#### Text section
Retail sales in September 2016 were mixed, though what I mean by that is importantly different than what it used to suggest. Before 2012, “mixed” results in accounts like retail sales indicated that there was some good, some concerning. After last year where retail sales were uniformly atrocious, “mixed” now means some components still that way, with some others just merely bad. Overall, retail sales have been better this year than last year, but in many ways like the description that isn’t actually meaningful.

The US economy or any economy regularly undergoes periods of deceleration and acceleration. Some of these downswings manifest into full recession, while others come perhaps close but aren’t broad or deep enough to push the full economy off its track. In just the retail trade series, we can see these periods quite clearly; two in the later 1990’s, the first tied to the “maestro’s” rate hikes after 1994; the second, more serious slowdown in 1997 and 1998 due to the Asian flu and all its global elements. The next one was coincident to the dot-com bust in later 2000 that was sufficient to form a full but mild recession (and in the background of all these was the growing eurodollar system and its bubbles).

#### Information provided
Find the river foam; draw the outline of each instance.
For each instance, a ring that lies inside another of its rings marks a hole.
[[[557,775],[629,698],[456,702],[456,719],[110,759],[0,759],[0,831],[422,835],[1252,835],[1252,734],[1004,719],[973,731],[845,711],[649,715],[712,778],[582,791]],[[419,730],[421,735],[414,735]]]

#### Task requirements
The retail sales text names periods of slowdown that show up in the retail trade series. List each one, along with what the text ties it to.

#### Answer for this exercise
- The first of two in the later 1990s, tied to the "maestro's" rate hikes after 1994
- The second, more serious slowdown in 1997 and 1998, due to the Asian flu and all its global elements
- The one in later 2000, coincident to the dot-com bust, which was enough to form a full but mild recession